What is being asked -
Please repeat the entries below exactly as written, leaving out any images.

---------- Source material

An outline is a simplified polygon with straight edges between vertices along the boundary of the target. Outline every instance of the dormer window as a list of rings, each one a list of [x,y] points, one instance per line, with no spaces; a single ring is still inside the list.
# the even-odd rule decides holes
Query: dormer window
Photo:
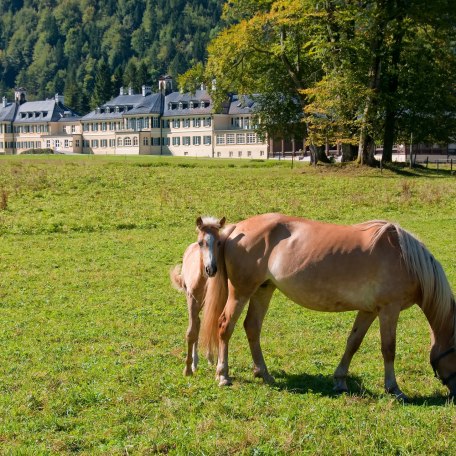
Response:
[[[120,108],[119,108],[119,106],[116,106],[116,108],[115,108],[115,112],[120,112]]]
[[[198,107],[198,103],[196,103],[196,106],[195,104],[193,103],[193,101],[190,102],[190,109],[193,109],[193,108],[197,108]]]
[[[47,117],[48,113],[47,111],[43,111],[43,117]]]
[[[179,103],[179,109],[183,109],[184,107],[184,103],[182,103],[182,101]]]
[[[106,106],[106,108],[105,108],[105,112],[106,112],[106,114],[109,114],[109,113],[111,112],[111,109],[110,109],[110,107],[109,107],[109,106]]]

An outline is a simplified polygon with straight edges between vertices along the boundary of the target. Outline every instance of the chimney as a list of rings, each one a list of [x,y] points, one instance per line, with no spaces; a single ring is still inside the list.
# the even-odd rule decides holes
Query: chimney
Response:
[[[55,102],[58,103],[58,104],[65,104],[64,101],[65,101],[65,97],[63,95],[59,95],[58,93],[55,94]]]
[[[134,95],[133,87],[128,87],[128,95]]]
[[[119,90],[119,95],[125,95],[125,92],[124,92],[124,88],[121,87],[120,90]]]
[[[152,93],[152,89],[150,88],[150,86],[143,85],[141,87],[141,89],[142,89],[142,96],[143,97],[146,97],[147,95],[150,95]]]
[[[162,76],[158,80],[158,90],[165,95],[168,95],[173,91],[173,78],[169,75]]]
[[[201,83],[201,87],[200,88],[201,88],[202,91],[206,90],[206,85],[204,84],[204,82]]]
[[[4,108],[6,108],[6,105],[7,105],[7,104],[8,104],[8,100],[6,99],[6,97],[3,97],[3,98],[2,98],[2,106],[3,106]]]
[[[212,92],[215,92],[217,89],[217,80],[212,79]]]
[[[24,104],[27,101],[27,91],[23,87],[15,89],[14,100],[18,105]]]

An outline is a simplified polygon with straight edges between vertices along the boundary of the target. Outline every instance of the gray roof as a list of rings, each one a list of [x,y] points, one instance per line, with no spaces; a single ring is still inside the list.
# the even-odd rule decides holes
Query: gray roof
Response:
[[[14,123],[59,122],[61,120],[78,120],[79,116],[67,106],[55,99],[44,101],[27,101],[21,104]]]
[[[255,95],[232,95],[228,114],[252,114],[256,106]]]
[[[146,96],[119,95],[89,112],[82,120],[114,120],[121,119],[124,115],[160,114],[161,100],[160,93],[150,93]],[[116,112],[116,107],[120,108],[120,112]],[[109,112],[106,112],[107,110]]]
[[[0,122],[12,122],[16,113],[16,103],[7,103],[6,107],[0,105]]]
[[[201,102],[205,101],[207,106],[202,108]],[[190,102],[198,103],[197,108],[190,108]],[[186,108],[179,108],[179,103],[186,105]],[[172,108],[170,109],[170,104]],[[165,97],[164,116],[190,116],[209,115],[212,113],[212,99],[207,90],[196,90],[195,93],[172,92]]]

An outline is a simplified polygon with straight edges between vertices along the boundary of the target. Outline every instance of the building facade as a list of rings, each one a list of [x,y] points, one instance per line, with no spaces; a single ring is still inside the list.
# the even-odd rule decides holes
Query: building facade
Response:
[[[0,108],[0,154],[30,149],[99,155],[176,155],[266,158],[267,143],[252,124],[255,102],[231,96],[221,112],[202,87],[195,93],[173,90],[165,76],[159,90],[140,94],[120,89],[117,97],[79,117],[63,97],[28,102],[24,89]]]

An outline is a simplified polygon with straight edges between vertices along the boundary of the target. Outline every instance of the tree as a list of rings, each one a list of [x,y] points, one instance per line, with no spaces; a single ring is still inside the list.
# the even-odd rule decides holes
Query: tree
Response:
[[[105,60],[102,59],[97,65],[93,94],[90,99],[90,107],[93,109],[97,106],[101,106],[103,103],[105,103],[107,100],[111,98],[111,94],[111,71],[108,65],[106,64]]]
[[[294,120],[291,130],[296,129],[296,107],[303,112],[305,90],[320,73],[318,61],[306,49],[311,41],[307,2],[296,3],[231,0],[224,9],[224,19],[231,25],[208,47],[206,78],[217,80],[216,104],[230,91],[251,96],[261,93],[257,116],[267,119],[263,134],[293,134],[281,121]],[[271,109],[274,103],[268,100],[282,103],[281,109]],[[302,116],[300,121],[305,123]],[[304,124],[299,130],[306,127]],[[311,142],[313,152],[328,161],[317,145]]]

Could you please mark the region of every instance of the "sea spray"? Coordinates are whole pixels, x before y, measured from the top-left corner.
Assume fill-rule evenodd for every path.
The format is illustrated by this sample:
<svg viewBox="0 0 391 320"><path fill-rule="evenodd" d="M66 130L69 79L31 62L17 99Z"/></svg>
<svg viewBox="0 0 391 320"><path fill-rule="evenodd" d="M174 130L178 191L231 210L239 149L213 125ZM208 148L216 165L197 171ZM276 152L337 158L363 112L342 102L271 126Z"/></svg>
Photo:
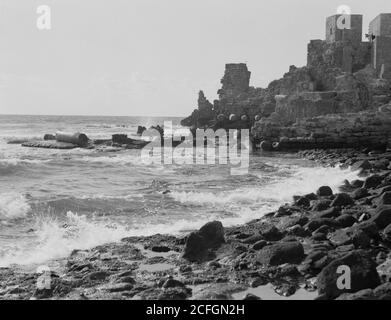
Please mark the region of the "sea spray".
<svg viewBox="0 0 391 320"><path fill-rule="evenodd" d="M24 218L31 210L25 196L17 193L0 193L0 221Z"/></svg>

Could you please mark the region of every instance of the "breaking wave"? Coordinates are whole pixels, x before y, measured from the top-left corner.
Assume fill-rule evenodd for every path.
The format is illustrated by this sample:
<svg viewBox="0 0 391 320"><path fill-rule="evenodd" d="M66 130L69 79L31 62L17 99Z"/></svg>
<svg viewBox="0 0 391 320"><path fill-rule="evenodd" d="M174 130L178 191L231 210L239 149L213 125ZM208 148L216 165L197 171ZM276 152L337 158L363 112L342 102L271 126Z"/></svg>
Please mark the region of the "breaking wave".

--------------------

Result of the task -
An outline is a simplified polygon with straight edges between vertices along the boundary of the target. Outline every instance of the dormer window as a list of rings, each one a list of [x,y] points, one instance per line, with no spaces; a single ring is still inside the list.
# the even-odd rule decides holes
Query: dormer window
Photo:
Response:
[[[120,108],[119,108],[119,106],[116,106],[116,108],[115,108],[115,112],[120,112]]]
[[[198,107],[198,103],[196,103],[196,106],[195,104],[193,103],[193,101],[190,102],[190,109],[193,109],[193,108],[197,108]]]
[[[47,117],[48,113],[47,111],[43,111],[43,117]]]
[[[179,103],[179,109],[183,109],[184,107],[184,103],[182,103],[182,101]]]
[[[106,106],[106,108],[105,108],[105,112],[106,112],[106,114],[109,114],[109,113],[111,112],[111,109],[110,109],[110,107],[109,107],[109,106]]]

An outline is a simplified polygon with straight edges between vertices along the boundary of the target. Outline every instance of the chimney as a list of rings, each one a list of [x,y] points, one instance per line, with no spaces; a single ring is still inside the list.
# the even-odd rule decides holes
Query: chimney
Response:
[[[55,102],[58,103],[58,104],[65,104],[64,101],[65,101],[65,97],[63,95],[59,95],[58,93],[55,94]]]
[[[134,95],[133,87],[128,87],[128,95]]]
[[[119,90],[119,95],[125,95],[125,92],[124,92],[124,88],[121,87],[120,90]]]
[[[152,93],[152,89],[150,88],[150,86],[143,85],[141,87],[141,89],[142,89],[142,96],[143,97],[146,97],[147,95],[150,95]]]
[[[162,76],[158,80],[158,90],[165,95],[168,95],[173,91],[173,78],[169,75]]]
[[[201,83],[201,87],[200,88],[201,88],[202,91],[206,90],[206,85],[204,84],[204,82]]]
[[[4,108],[6,108],[6,105],[7,105],[7,104],[8,104],[8,100],[6,99],[6,97],[3,97],[3,98],[2,98],[2,106],[3,106]]]
[[[212,92],[215,92],[217,89],[217,80],[212,79]]]
[[[24,104],[27,101],[27,91],[23,87],[15,89],[14,100],[18,105]]]

An outline is a simplified polygon with straight edges between vertices along the boundary of the target. Outline every instance of the gray roof as a list of rings, each one a list of [x,y] points, one instance per line, with no spaces; a single ring is still inside the list.
# the even-odd rule decides holes
Query: gray roof
Response:
[[[14,123],[59,122],[61,120],[78,120],[79,116],[67,106],[55,99],[44,101],[27,101],[21,104]]]
[[[255,95],[232,95],[228,114],[252,114],[256,106]]]
[[[146,96],[119,95],[89,112],[82,120],[114,120],[121,119],[124,115],[160,114],[161,100],[160,93],[150,93]],[[116,112],[116,107],[120,108],[120,112]],[[109,112],[106,112],[107,110]]]
[[[0,122],[12,122],[16,113],[16,103],[7,103],[6,107],[0,105]]]
[[[201,102],[205,101],[207,106],[202,108]],[[190,102],[198,103],[197,108],[190,108]],[[186,108],[179,108],[179,103],[186,105]],[[172,108],[170,109],[170,104]],[[165,97],[164,116],[190,116],[209,115],[212,113],[212,99],[207,90],[196,90],[195,93],[172,92]]]

An outline is a simplified polygon with straight edges between vertices along the boundary of the target. Outline every instance of the building facade as a list of rings, each one a list of [x,y] points, one instance per line, with no spaces; a single ring is still inside the list.
# the even-odd rule decides holes
Query: building facade
Response:
[[[0,108],[0,154],[30,149],[99,155],[176,155],[266,158],[267,143],[252,124],[255,102],[231,96],[221,112],[202,87],[195,93],[173,90],[165,76],[159,90],[140,94],[120,89],[117,97],[79,117],[63,97],[28,102],[24,89]]]

An outline is a simplified polygon with straight edges between vertices along the boundary of the target. Outline every instance of the tree as a list of rings, each one a list of [x,y] points, one instance per line, with no spaces; a single ring is still inside the list.
# the even-odd rule decides holes
Query: tree
Response:
[[[105,60],[102,59],[97,65],[93,94],[90,99],[90,107],[93,109],[97,106],[101,106],[103,103],[105,103],[107,100],[111,98],[111,94],[111,71],[108,65],[106,64]]]
[[[294,120],[291,130],[296,129],[296,107],[303,112],[305,90],[320,73],[318,61],[306,49],[311,41],[307,2],[296,3],[231,0],[224,9],[224,19],[231,25],[208,47],[206,78],[217,80],[216,104],[230,91],[251,96],[261,93],[257,116],[267,119],[263,134],[293,134],[281,121]],[[271,109],[274,103],[268,100],[282,103],[281,109]],[[302,116],[300,121],[305,123]],[[304,124],[299,130],[306,127]],[[311,142],[313,152],[328,161],[317,145]]]

Could you please mark the region of every instance of the "sea spray"? Coordinates are whole pixels, x before y, measured from the top-left corner.
Assume fill-rule evenodd for every path.
The format is illustrated by this sample:
<svg viewBox="0 0 391 320"><path fill-rule="evenodd" d="M66 130L69 79L31 62L17 99Z"/></svg>
<svg viewBox="0 0 391 320"><path fill-rule="evenodd" d="M174 130L178 191L231 210L239 149L213 125ZM208 148L216 165L197 171ZM276 152L337 158L363 112L342 102L271 126Z"/></svg>
Photo:
Please mark the region of the "sea spray".
<svg viewBox="0 0 391 320"><path fill-rule="evenodd" d="M24 218L31 210L25 196L17 193L0 193L0 221Z"/></svg>

Could you please mark the region of every instance of the "breaking wave"? Coordinates are whole pixels, x before y, measured from the top-left corner.
Assume fill-rule evenodd for every path.
The format is illustrated by this sample:
<svg viewBox="0 0 391 320"><path fill-rule="evenodd" d="M66 130L69 79L31 62L17 99Z"/></svg>
<svg viewBox="0 0 391 320"><path fill-rule="evenodd" d="M174 130L178 191L231 210L239 149L213 125ZM208 148L216 165L197 171ZM276 152L337 158L363 112L342 102L271 126Z"/></svg>
Please mark the region of the "breaking wave".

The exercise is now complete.